TASK OBJECTIVE: Copy out the entries below exactly as they stand, keeping every line in order.

SOURCE MATERIAL:
- - - -

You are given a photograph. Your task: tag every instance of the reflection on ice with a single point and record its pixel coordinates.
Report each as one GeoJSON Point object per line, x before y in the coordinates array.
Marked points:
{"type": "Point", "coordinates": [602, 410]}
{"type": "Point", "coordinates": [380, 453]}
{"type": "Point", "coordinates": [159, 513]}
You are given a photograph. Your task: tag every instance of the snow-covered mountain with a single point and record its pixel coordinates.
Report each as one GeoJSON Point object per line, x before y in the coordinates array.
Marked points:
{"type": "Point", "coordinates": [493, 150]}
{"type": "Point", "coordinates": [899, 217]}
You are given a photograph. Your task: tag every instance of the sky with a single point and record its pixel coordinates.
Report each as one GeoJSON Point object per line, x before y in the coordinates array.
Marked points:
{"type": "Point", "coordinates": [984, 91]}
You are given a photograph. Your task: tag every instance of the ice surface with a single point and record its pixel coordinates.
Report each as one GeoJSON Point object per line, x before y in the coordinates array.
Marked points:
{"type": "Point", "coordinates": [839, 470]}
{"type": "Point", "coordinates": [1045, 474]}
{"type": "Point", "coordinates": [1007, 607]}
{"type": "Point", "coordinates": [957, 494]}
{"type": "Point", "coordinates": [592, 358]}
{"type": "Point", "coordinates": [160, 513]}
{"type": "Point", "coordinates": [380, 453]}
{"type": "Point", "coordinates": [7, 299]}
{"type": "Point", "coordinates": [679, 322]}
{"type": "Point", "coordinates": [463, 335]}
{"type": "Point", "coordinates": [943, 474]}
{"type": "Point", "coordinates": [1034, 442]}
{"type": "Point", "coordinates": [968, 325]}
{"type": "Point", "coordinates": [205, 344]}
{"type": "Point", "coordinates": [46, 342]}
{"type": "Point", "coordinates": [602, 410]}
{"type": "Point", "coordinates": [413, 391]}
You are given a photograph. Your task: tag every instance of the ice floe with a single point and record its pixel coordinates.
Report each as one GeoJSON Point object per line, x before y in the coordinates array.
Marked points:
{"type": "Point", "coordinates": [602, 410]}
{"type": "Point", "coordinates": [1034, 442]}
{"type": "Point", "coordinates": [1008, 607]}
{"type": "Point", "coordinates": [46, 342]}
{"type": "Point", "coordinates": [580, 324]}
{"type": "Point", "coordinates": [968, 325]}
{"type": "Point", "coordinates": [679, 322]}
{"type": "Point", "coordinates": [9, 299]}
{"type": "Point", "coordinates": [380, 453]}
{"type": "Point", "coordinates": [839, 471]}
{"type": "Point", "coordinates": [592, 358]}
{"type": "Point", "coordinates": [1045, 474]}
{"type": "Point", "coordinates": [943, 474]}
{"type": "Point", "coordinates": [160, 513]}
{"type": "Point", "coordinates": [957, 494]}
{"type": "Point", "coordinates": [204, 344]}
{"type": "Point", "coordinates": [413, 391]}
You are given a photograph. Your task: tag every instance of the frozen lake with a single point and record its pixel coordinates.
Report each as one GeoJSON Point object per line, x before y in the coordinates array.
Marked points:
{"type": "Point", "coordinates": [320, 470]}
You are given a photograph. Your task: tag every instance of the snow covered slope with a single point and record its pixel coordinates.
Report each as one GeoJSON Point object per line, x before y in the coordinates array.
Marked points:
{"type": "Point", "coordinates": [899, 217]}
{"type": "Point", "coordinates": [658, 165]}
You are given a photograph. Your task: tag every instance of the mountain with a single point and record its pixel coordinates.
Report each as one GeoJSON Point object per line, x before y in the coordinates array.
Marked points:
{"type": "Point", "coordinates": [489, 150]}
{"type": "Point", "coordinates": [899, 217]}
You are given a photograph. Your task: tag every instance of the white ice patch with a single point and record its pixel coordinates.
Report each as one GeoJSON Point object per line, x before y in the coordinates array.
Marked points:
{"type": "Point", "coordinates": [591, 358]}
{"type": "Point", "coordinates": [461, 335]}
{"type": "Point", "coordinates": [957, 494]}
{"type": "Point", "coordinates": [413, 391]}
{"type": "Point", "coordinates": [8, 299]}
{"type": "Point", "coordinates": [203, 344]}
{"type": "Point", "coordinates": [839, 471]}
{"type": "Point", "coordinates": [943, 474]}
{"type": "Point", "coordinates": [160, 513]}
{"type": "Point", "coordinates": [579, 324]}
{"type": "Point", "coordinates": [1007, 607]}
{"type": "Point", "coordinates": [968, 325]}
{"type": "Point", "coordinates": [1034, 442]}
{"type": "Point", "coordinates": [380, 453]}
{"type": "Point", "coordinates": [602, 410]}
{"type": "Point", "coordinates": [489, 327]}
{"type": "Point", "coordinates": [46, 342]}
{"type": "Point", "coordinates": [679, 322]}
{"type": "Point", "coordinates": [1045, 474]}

- - - -

PROBLEM SOLUTION:
You are given a photograph. Your task: tag every instance of the reflection on ice with a single point and record its pixel coordinates.
Report each as one GeoJSON Point object per line, x before y in the coordinates array.
Marked points:
{"type": "Point", "coordinates": [602, 410]}
{"type": "Point", "coordinates": [380, 453]}
{"type": "Point", "coordinates": [159, 513]}
You are given a photograph. Your task: tag every instance of the snow-covered mountain with a single point and record its pixel coordinates.
Report each as one GeoJSON Point object per line, x before y in the coordinates array.
Marked points:
{"type": "Point", "coordinates": [493, 150]}
{"type": "Point", "coordinates": [899, 217]}
You are given a photograph. Your task: tag every instance of the sky with a single point and record its pixel coordinates.
Report each as one GeoJSON Point object per line, x before y in the coordinates array.
Marked points:
{"type": "Point", "coordinates": [984, 91]}
You are given a photograph. Your task: tag every instance of the ice surface with a single point and record its pixel coordinates.
Report each as one GeoJSON Point object per line, x before y in the coordinates array.
Marked points:
{"type": "Point", "coordinates": [839, 470]}
{"type": "Point", "coordinates": [1045, 474]}
{"type": "Point", "coordinates": [1007, 607]}
{"type": "Point", "coordinates": [957, 494]}
{"type": "Point", "coordinates": [592, 358]}
{"type": "Point", "coordinates": [160, 513]}
{"type": "Point", "coordinates": [380, 453]}
{"type": "Point", "coordinates": [7, 299]}
{"type": "Point", "coordinates": [679, 322]}
{"type": "Point", "coordinates": [463, 335]}
{"type": "Point", "coordinates": [943, 474]}
{"type": "Point", "coordinates": [1034, 442]}
{"type": "Point", "coordinates": [968, 325]}
{"type": "Point", "coordinates": [205, 344]}
{"type": "Point", "coordinates": [46, 342]}
{"type": "Point", "coordinates": [602, 410]}
{"type": "Point", "coordinates": [413, 391]}
You are given a photograph. Your task: tag every instance of the ice floe with a single point and record its pixel coordinates.
Report each as one GeoJSON Point object per line, x before y in the coordinates array.
Marked points:
{"type": "Point", "coordinates": [602, 410]}
{"type": "Point", "coordinates": [1034, 442]}
{"type": "Point", "coordinates": [1008, 607]}
{"type": "Point", "coordinates": [46, 342]}
{"type": "Point", "coordinates": [580, 324]}
{"type": "Point", "coordinates": [968, 325]}
{"type": "Point", "coordinates": [679, 322]}
{"type": "Point", "coordinates": [9, 299]}
{"type": "Point", "coordinates": [380, 453]}
{"type": "Point", "coordinates": [839, 471]}
{"type": "Point", "coordinates": [592, 358]}
{"type": "Point", "coordinates": [1045, 474]}
{"type": "Point", "coordinates": [943, 474]}
{"type": "Point", "coordinates": [160, 513]}
{"type": "Point", "coordinates": [957, 494]}
{"type": "Point", "coordinates": [204, 344]}
{"type": "Point", "coordinates": [413, 391]}
You are given a photograph. Your task: tag every instance of the frozen lake with a single point and record its pixel coordinates.
Report each as one GeoJSON Point object per line, x before y in the coordinates array.
Marked points:
{"type": "Point", "coordinates": [320, 470]}
You are given a photograph. Your task: tag every instance of the snow covered slope with a single point and record its pixel coordinates.
Report each as one GeoJSON Point object per line, x before y in the coordinates array.
Marked points:
{"type": "Point", "coordinates": [899, 217]}
{"type": "Point", "coordinates": [658, 165]}
You are given a photograph. Your task: tag every instance of the mountain with a single point and record its pixel coordinates.
Report each as one GeoJSON Point object per line, x before y in the coordinates array.
Marked points:
{"type": "Point", "coordinates": [489, 150]}
{"type": "Point", "coordinates": [899, 217]}
You are given a photograph. Your task: tag every instance of the white ice patch with a single point and record its pixel coordinates.
Report each as one GeoJSON Point object per line, x before y in the coordinates array.
Marked points:
{"type": "Point", "coordinates": [591, 358]}
{"type": "Point", "coordinates": [461, 335]}
{"type": "Point", "coordinates": [957, 494]}
{"type": "Point", "coordinates": [413, 391]}
{"type": "Point", "coordinates": [8, 299]}
{"type": "Point", "coordinates": [203, 344]}
{"type": "Point", "coordinates": [839, 471]}
{"type": "Point", "coordinates": [943, 474]}
{"type": "Point", "coordinates": [160, 513]}
{"type": "Point", "coordinates": [579, 324]}
{"type": "Point", "coordinates": [1007, 607]}
{"type": "Point", "coordinates": [968, 325]}
{"type": "Point", "coordinates": [1034, 442]}
{"type": "Point", "coordinates": [380, 453]}
{"type": "Point", "coordinates": [602, 410]}
{"type": "Point", "coordinates": [489, 327]}
{"type": "Point", "coordinates": [46, 342]}
{"type": "Point", "coordinates": [679, 322]}
{"type": "Point", "coordinates": [1045, 474]}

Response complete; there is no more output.